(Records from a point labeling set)
'''

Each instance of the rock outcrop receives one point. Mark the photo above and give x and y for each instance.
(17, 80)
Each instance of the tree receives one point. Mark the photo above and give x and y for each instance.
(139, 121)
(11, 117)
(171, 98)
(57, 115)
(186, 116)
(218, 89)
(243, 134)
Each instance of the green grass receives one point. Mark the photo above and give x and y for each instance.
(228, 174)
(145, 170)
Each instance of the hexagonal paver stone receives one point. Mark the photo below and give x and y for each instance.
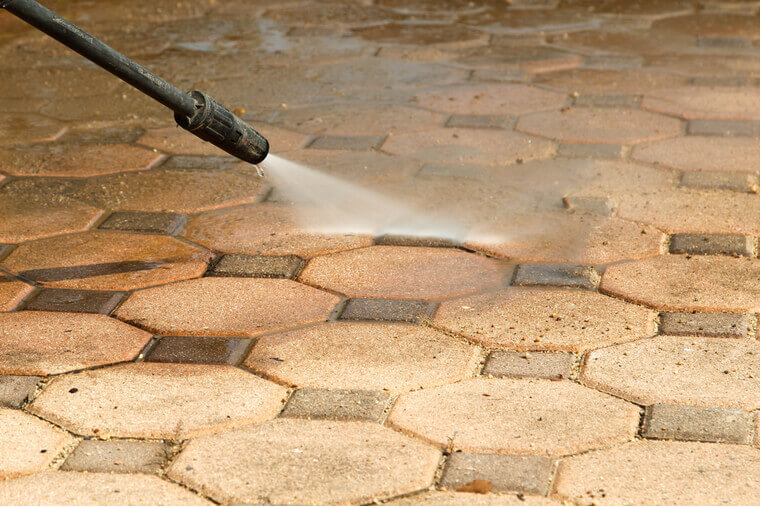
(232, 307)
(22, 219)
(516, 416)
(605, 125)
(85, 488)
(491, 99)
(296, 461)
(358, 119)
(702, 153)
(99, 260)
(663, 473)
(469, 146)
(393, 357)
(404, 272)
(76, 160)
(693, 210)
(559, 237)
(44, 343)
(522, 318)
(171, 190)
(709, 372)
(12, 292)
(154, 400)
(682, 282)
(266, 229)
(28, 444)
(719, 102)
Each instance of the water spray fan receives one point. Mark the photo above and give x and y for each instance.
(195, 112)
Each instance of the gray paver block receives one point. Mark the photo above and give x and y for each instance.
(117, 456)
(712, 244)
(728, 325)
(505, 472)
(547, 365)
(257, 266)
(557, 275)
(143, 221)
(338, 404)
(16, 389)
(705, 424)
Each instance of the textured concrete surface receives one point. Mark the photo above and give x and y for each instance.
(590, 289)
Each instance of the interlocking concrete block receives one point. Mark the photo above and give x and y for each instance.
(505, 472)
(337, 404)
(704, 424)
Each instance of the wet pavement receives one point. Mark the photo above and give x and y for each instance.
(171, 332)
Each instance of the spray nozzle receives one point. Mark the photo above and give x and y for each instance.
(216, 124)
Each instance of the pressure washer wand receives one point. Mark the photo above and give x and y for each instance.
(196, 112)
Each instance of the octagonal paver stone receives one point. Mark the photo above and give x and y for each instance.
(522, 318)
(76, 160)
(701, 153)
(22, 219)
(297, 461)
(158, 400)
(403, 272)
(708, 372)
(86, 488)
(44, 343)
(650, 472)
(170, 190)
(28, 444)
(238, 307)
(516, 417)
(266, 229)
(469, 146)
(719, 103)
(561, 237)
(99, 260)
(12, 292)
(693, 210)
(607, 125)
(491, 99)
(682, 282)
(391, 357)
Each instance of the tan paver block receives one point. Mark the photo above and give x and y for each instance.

'''

**To do:**
Through the last line of the entries above, beginning at the line containing "Each instance of the water", transcribe each line exactly, both ends included and nothing more.

**Exercise solution:**
Each instance of the water spray fan receives one point. Mark the photo above and give x and y for each instance.
(195, 112)
Each instance of the gray paver block receives one point. Mark the photo above and give x and y for each instance.
(117, 456)
(712, 244)
(728, 325)
(505, 472)
(547, 365)
(257, 266)
(557, 275)
(143, 221)
(338, 404)
(16, 389)
(705, 424)
Each instance of the textured concrete surface receives one point. Mark the photo above and give x and y for each instance.
(590, 289)
Each instance of the interlocking concrete block receives one point. Mark the photo above and give x and y for each instance.
(505, 472)
(337, 404)
(704, 424)
Each instance of the wet pavement receives one point. Mark the photo above and give x and y for each instance.
(171, 332)
Each instance of the spray nozzle receives one point. Mark the photo above and give x and y for each instance.
(216, 124)
Each instance of the pressure washer wand receives one point. Mark the photo above and give x and y for each instance.
(196, 112)
Each instance of the octagonal paver stone receives one point. Mark the photo above and give x and y for each instance.
(522, 318)
(76, 160)
(701, 153)
(22, 219)
(297, 461)
(158, 400)
(403, 272)
(708, 372)
(86, 488)
(44, 343)
(650, 472)
(170, 190)
(28, 444)
(238, 307)
(516, 417)
(266, 229)
(469, 146)
(719, 103)
(561, 237)
(99, 260)
(12, 292)
(693, 210)
(607, 125)
(491, 99)
(682, 282)
(391, 357)
Each instance of the tan paver block receives one point. Mark the photo above and give x and y for each instance.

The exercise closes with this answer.